Примените прочитанное:
1 > Согласуются ли с отрывком о стихотворении Джона Донна утверждения (a), (b) и (c)? На каждое ответьте «да» или «нет» и приведите точную цитату, которая это решает. (a) Стихотворение написано в 1616 году. (b) Автор отрывка приводит четыре перевода на русский язык. (c) Донн назван поэтом-метафизиком.
2 > Продолжите отрывок о стихотворении Джона Донна, начав сразу после последней строки, которая в нём приведена.

Исходный отрывок:
════════════════
Ниже представляю подлинник стихотворения английского поэта-метафизика Джона Донна (1572-1631),
«A Valediction: Forbidding Mourning» («Прощальное Слово: Запрет Траура»), которое он написал в 1616 году, и три переводческих решения на русский язык - И. Бродского, Г. Кружкова и Г. Цеплакова. Три перевода, три стратегии и три находки, которые, на мой взгляд, представляют собой ярчайший пример художественного поэтического перевода, как особой грани творчества.
А, быть может, анализируя их переводы, кто-нибудь их читателей захочет обосновать осуществлённые ими трансформации или деформации текста.
 
A Valediction: Forbidding Mourning
by John Donne
 
As virtuous men pass mildly away,
And whisper to their souls to go,
Whilst some of their sad friends do say
The breath goes now, and some say, No:
 
So let us melt, and make no noise,
No tear-floods, nor sigh-tempests move;
'Twere profanation of our joys
To tell the laity our love.
════════════════
Исходные данные:
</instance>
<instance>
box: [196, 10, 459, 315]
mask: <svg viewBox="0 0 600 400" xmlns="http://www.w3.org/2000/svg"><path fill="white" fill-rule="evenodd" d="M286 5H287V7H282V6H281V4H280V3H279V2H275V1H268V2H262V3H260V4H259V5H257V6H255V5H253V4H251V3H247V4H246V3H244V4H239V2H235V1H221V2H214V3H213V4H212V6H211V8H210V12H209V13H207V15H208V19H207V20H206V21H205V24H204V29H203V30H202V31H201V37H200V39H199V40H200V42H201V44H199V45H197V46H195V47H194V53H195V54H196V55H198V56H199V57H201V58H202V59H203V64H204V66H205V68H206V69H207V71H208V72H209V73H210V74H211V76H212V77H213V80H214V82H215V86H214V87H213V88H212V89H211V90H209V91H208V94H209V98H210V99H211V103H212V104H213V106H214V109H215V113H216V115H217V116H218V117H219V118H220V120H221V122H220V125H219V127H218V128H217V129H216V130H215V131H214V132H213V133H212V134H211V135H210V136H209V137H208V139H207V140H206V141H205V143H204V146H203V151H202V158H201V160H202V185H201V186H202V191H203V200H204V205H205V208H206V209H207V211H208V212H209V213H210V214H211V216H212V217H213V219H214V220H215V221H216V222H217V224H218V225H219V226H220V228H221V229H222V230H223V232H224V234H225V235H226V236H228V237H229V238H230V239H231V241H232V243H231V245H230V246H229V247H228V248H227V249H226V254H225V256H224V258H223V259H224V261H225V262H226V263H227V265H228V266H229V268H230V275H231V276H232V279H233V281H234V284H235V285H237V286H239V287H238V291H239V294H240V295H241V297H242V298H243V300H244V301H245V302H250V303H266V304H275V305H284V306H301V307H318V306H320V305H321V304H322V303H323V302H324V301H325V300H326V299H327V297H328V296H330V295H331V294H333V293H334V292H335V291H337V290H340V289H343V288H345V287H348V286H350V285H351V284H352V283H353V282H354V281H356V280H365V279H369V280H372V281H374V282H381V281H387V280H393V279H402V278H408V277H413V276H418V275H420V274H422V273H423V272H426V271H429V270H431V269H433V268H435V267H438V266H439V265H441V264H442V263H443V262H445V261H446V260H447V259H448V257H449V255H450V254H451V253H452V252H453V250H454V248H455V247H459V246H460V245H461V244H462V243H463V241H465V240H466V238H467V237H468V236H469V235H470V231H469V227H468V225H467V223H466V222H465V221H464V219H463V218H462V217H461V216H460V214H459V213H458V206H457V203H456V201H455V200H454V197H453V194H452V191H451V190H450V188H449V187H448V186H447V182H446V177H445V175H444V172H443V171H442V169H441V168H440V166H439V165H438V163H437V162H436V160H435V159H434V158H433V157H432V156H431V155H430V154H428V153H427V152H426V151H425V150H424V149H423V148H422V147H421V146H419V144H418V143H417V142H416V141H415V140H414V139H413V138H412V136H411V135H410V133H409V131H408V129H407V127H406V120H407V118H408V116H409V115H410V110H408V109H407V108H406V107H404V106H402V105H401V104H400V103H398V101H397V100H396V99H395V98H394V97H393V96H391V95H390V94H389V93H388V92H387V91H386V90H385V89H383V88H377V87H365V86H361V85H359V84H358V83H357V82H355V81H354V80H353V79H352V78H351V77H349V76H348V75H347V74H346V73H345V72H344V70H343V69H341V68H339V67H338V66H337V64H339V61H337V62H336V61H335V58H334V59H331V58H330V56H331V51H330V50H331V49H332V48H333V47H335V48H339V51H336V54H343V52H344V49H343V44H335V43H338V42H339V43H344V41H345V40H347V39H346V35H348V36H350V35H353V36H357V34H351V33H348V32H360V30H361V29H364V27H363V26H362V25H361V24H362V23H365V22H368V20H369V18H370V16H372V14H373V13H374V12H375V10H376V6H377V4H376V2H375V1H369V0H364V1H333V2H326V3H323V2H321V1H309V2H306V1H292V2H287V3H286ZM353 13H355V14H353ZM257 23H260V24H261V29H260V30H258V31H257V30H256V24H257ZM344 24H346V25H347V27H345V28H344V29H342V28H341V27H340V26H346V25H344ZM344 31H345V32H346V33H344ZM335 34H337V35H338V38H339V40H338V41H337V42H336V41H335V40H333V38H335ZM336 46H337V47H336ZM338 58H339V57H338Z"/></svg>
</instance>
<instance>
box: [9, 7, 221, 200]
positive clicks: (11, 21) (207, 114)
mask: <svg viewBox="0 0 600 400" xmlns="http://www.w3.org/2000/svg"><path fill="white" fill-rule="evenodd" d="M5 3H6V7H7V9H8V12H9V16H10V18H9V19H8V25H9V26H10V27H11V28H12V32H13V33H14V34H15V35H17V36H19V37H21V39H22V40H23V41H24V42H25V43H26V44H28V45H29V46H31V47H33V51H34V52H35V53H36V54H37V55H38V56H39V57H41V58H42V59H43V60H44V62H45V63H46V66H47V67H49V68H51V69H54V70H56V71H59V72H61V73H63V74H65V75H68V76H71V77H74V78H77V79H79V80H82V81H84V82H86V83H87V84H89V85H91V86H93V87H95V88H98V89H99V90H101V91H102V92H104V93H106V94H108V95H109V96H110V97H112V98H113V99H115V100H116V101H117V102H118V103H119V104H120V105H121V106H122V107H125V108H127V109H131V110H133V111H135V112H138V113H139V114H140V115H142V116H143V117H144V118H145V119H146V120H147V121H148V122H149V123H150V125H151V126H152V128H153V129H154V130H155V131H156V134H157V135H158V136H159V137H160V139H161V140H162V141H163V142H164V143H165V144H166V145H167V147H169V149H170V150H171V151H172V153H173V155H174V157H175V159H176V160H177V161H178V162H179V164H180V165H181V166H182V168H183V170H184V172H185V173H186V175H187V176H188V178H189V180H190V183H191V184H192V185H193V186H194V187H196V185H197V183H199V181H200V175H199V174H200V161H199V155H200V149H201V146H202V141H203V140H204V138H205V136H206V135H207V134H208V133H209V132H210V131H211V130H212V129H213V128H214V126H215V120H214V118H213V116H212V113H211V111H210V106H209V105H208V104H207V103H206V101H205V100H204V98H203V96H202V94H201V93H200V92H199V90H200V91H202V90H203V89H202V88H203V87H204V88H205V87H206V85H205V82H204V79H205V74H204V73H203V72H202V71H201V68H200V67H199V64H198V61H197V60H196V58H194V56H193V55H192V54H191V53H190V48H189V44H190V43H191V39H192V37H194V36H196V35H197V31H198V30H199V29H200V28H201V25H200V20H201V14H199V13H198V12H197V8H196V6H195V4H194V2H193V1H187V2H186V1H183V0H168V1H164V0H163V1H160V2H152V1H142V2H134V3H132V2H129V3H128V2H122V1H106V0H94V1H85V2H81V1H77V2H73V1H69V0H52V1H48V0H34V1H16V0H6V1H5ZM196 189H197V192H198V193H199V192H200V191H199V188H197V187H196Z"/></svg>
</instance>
════════════════
Ответы по номерам:
1 >
(a) Да: «которое он написал в 1616 году».
(b) Нет: «три переводческих решения на русский язык - И. Бродского, Г. Кружкова и Г. Цеплакова».
(c) Да: «английского поэта-метафизика Джона Донна».

2 >
 
Moving of th' earth brings harms and fears,
Men reckon what it did, and meant;
But trepidation of the spheres,
Though greater far, is innocent.
 
Dull sublunary lovers' love
(Whose soul is sense) cannot admit
Absence, because it doth remove
Those things which elemented it.
 
But we by a love so much refined,
That our selves know not what it is,
Inter-assured of the mind,
Care less, eyes, lips, and hands to miss.
 
Our two souls therefore, which are one,
Though I must go, endure not yet
A breach, but an expansion,
Like gold to airy thinness beat.
 
If they be two, they are two so
As stiff twin compasses are two;
Thy soul, the fixed foot, makes no show
To move, but doth, if the other do.
 
And though it in the center sit,
Yet when the other far doth roam,
It leans and hearkens after it,
And grows erect, as that comes home.
 
Such wilt thou be to me, who must,
Like th' other foot, obliquely run;
Thy firmness makes my circle just,
And makes me end where I begun.
 
 
 
ПРОЩАНИЕ, ЗАПРЕЩАЮЩЕЕ ГРУСТЬ
Перевод И. Бродского (1940-1996)
 
Как праведники в смертный час
Стараются шепнуть душе:
«Ступай!» — и не спускают глаз
Друзья с них, говоря «уже»
 
Иль «нет еще» — так в скорбный миг
И мы не обнажим страстей,
Чтоб встречи не принизил лик
Свидетеля разлуки сей.
 
Землетрясенье взор страшит,
Ввергает в темноту умы.
Когда ж небесный свод дрожит,
Беспечны и спокойны мы.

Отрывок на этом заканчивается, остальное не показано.